▶ EXERCISE PROMPT
Rewrite the lines below, changing every "whole-pixel" to "integer" and keeping everything else the same.

• • • • • • •

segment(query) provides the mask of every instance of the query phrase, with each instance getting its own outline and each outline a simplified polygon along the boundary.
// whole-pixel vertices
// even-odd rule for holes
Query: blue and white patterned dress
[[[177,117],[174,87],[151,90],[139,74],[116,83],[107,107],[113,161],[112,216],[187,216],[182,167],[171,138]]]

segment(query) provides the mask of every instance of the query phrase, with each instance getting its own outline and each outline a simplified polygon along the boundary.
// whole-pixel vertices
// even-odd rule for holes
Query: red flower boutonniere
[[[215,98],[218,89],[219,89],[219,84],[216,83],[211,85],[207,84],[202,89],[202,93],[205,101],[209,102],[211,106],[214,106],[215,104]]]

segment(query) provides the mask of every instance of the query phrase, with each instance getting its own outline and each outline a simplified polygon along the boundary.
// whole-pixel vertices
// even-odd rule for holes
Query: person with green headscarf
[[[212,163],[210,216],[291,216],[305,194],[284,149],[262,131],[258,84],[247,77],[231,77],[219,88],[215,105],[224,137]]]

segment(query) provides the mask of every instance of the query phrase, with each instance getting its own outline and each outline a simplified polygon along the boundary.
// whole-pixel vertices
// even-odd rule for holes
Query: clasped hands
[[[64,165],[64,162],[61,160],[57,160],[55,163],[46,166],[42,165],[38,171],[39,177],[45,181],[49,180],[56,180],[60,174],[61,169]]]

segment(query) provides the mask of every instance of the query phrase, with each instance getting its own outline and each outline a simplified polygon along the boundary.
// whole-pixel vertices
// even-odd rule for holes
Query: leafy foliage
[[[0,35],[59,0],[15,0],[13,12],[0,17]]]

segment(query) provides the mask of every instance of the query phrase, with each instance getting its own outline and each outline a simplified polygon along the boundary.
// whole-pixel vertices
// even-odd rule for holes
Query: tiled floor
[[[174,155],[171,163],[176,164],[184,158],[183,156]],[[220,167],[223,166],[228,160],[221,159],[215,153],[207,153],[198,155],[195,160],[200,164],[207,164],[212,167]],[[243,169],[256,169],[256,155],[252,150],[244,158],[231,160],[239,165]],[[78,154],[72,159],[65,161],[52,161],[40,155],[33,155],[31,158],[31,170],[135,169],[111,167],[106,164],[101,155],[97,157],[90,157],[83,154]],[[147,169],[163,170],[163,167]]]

• • • • • • •

▶ RESPONSE TO THIS EXERCISE
segment(query) provides the mask of every instance of the query phrase, with each instance getting its own outline and each outline a simplified polygon along the boundary.
// integer vertices
// even-odd rule for holes
Query: blue and white patterned dress
[[[177,117],[174,87],[151,90],[139,74],[116,83],[107,107],[113,161],[112,216],[187,216],[182,167],[171,138]]]

segment(query) provides the mask of every instance of the query phrase, with each instance getting its own outline and each outline a simplified polygon along the boundary.
// integer vertices
// even-odd rule for holes
Query: red flower boutonniere
[[[215,98],[218,89],[219,89],[219,84],[216,83],[211,85],[207,84],[202,89],[202,93],[205,101],[209,102],[211,106],[214,106],[215,104]]]

segment(query) provides the mask of every instance of the query phrase, with each instance getting its own outline and each outline a simplified polygon along the boundary.
// integer vertices
// even-odd rule for holes
Query: person with green headscarf
[[[212,163],[210,216],[291,216],[305,194],[284,149],[262,131],[258,84],[247,77],[231,77],[219,88],[215,105],[224,137]]]

segment(query) provides the mask of every instance of the query phrase, with each instance getting its own outline and each outline a simplified polygon along the boundary.
// integer vertices
// even-odd rule for holes
Query: clasped hands
[[[64,165],[64,162],[61,160],[57,160],[55,163],[46,166],[42,165],[38,171],[39,177],[45,181],[49,180],[56,180],[60,174],[61,169]]]

segment(query) provides the mask of every instance of the query phrase, with each instance getting its own outline and each outline a simplified polygon along the boundary.
// integer vertices
// even-odd rule for holes
Query: leafy foliage
[[[0,35],[59,0],[15,0],[13,12],[0,17]]]

segment(query) provides the mask of every instance of the query phrase, with each instance getting its own outline and each outline a simplified polygon along the boundary.
// integer vertices
// even-odd rule for holes
Query: tiled floor
[[[174,155],[171,163],[176,164],[184,158],[183,156]],[[220,167],[223,166],[228,160],[221,159],[215,153],[207,153],[198,155],[195,160],[200,164],[207,164],[212,167]],[[243,169],[256,169],[256,155],[252,150],[244,158],[231,160],[239,165]],[[78,154],[72,159],[65,161],[52,161],[40,155],[33,155],[31,158],[31,170],[135,169],[111,167],[106,164],[101,155],[97,157],[90,157],[83,154]],[[147,169],[163,170],[163,167]]]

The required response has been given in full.